### PROMPT:
Where an image appears in the data, omit it and reproduce the rest exactly.

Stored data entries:
============================================================

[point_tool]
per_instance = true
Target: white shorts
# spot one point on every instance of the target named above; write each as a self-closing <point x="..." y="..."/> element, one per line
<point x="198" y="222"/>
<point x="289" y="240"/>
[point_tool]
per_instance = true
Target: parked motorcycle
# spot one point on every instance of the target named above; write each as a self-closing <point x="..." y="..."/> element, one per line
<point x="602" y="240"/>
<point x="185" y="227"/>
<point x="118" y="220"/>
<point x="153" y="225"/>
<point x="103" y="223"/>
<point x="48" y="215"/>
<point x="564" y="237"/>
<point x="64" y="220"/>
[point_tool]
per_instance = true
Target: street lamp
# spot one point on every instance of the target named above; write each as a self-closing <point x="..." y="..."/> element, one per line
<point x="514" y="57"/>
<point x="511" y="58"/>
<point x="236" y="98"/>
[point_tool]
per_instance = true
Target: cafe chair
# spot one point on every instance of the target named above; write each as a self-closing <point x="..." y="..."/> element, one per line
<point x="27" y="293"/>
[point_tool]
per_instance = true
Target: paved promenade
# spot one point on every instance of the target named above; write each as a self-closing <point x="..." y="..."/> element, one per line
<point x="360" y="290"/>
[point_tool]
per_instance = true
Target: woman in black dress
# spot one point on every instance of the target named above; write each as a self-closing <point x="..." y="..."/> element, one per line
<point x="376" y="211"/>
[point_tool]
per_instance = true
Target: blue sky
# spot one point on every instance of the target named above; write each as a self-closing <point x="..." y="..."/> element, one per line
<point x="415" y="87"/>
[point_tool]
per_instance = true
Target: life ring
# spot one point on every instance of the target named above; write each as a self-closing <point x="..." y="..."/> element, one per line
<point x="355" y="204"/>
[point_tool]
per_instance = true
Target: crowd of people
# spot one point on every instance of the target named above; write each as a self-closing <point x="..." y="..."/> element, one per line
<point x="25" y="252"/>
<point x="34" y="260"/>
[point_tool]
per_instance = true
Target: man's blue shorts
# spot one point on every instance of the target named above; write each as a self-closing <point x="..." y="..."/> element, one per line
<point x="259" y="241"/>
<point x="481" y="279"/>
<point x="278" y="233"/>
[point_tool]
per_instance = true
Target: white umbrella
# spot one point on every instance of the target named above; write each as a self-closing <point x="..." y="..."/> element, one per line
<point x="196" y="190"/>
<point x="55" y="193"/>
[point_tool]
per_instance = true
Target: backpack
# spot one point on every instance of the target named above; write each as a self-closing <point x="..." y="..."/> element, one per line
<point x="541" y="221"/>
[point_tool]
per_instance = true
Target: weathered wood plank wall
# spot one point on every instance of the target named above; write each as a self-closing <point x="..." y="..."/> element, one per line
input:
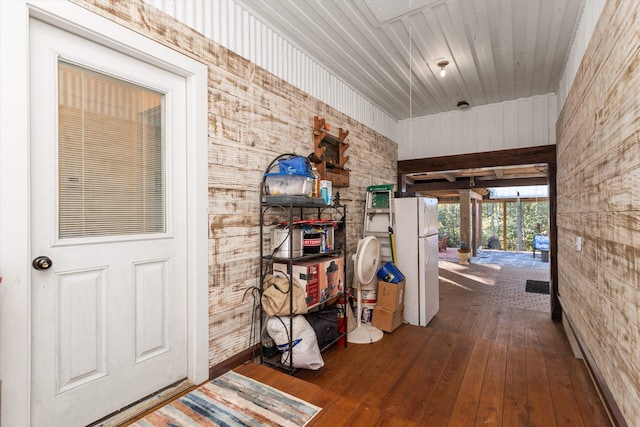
<point x="253" y="117"/>
<point x="598" y="178"/>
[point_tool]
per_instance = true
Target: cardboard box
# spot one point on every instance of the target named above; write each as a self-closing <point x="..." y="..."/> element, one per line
<point x="307" y="274"/>
<point x="390" y="295"/>
<point x="331" y="277"/>
<point x="322" y="278"/>
<point x="387" y="320"/>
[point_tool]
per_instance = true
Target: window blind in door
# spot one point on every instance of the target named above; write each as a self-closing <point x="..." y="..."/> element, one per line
<point x="111" y="156"/>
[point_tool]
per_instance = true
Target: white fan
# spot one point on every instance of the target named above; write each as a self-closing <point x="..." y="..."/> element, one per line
<point x="366" y="262"/>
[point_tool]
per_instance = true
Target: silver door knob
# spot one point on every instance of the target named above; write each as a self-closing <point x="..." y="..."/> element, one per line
<point x="42" y="263"/>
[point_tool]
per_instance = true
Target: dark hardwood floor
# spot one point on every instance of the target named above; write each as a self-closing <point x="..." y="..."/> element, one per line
<point x="475" y="364"/>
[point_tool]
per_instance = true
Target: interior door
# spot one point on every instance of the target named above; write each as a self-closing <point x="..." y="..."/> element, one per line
<point x="108" y="201"/>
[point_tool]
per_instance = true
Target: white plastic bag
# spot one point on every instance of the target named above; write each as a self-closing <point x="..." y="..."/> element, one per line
<point x="305" y="351"/>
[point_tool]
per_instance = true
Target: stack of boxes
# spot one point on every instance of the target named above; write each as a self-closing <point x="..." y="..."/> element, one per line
<point x="322" y="278"/>
<point x="388" y="313"/>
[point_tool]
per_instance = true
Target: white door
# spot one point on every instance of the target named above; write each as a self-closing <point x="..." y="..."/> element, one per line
<point x="108" y="208"/>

============================================================

### WRITTEN SOLUTION:
[point_tool]
per_instance = true
Target: white shorts
# spot one point on every instance of the target named above; write each as a self-closing <point x="..." y="..."/> element, one per line
<point x="198" y="222"/>
<point x="289" y="240"/>
[point_tool]
per_instance = true
Target: parked motorcycle
# spot one point on every instance of the target named above; write each as a self-closing <point x="..." y="..."/> element, one per line
<point x="602" y="240"/>
<point x="185" y="227"/>
<point x="118" y="220"/>
<point x="153" y="225"/>
<point x="103" y="223"/>
<point x="48" y="215"/>
<point x="564" y="237"/>
<point x="64" y="220"/>
[point_tool]
per_instance = true
Target: street lamp
# spot one point on every instance of the target named above; write each as a self-closing <point x="..." y="..."/> element, one per line
<point x="514" y="57"/>
<point x="511" y="58"/>
<point x="236" y="98"/>
[point_tool]
per_instance = true
Target: cafe chair
# spot one point on every instance of the target named above; write each as a self-closing <point x="..." y="..."/> element, one per line
<point x="27" y="293"/>
[point_tool]
per_instance = true
Target: paved promenade
# spot one point on every instance of the target named above; write each as a self-closing <point x="..." y="..."/> element, one per line
<point x="360" y="290"/>
[point_tool]
per_instance = true
Target: woman in black dress
# spot one point on every instance of the target named above; write each as a self-closing <point x="..." y="..."/> element, one per line
<point x="376" y="211"/>
[point_tool]
per_instance = true
Target: blue sky
# spot one point on every instance of the target named above; write each as a self-closing <point x="..." y="..."/> element, one per line
<point x="415" y="87"/>
[point_tool]
per_instance = true
Target: life ring
# spot one point on every instance of the target named above; write each as a self-closing <point x="..." y="..."/> element, one per line
<point x="355" y="204"/>
[point_tool]
per_instance = true
Target: crowd of people
# spot one point on every instance of the target named above; write each as a self-closing <point x="..." y="..."/> element, one per line
<point x="25" y="252"/>
<point x="34" y="260"/>
[point_tool]
per_instance = true
Target: man's blue shorts
# spot one point on every instance of the target named above; write each as a self-closing <point x="..." y="..."/> element, one per line
<point x="259" y="241"/>
<point x="481" y="279"/>
<point x="278" y="233"/>
[point_tool]
per_instance = true
Target: white umbrella
# spot one point on every instance of the target named above; write each as a self-closing <point x="..." y="..."/> element, one per line
<point x="196" y="190"/>
<point x="55" y="193"/>
[point_tool]
per_instance = true
Target: backpack
# spot one point on every instance of the target named above; write each as a self-closing <point x="..." y="..."/> element, one per line
<point x="541" y="221"/>
[point_tool]
per_instance = true
Target: weathered wood plank wall
# spot one point on every instance of the target named above; write each as a self-closing <point x="..." y="..."/> element, one per line
input:
<point x="253" y="117"/>
<point x="598" y="178"/>
[point_tool]
per_instance = true
Target: cardboard box
# spot one point on every instance of the target named above; write each as a self-closing <point x="..." y="..."/> element, one per line
<point x="307" y="274"/>
<point x="390" y="295"/>
<point x="331" y="277"/>
<point x="322" y="278"/>
<point x="387" y="320"/>
[point_tool]
per_instance = true
Target: window blind in door
# spot one point on every instance of the target named above; write each as a self-closing <point x="..." y="..."/> element, one per line
<point x="111" y="156"/>
[point_tool]
per_instance = true
Target: white fan
# spot one point on every instance of the target named above; write each as a self-closing <point x="..." y="..."/> element, one per line
<point x="366" y="262"/>
[point_tool]
per_instance = true
Target: silver door knob
# spot one point on every instance of the target named above; write each as a self-closing <point x="..." y="..."/> element, one per line
<point x="42" y="263"/>
[point_tool]
per_instance = true
Target: dark hardwood floor
# spot one point on every instance of the target named above; write each as a self-closing <point x="..." y="..."/> element, one per line
<point x="475" y="364"/>
[point_tool]
per_instance = true
Target: interior door
# spot one point on every instance of the target named above; write each as a self-closing <point x="..." y="..."/> element, one per line
<point x="108" y="201"/>
[point_tool]
per_instance = true
Target: white plastic bag
# spot one point on every instance of the target named above; write each as a self-closing <point x="..." y="..."/> element, one per line
<point x="305" y="351"/>
[point_tool]
per_instance = true
Target: stack of boxes
# spot one point on every instance of the target named above; write each as a self-closing <point x="..." y="..."/> element, one per line
<point x="322" y="278"/>
<point x="388" y="313"/>
[point_tool]
per_instance = true
Target: white door
# spot one point on every instance of the target named above; write each as a self-closing <point x="..." y="..."/> element, one per line
<point x="108" y="208"/>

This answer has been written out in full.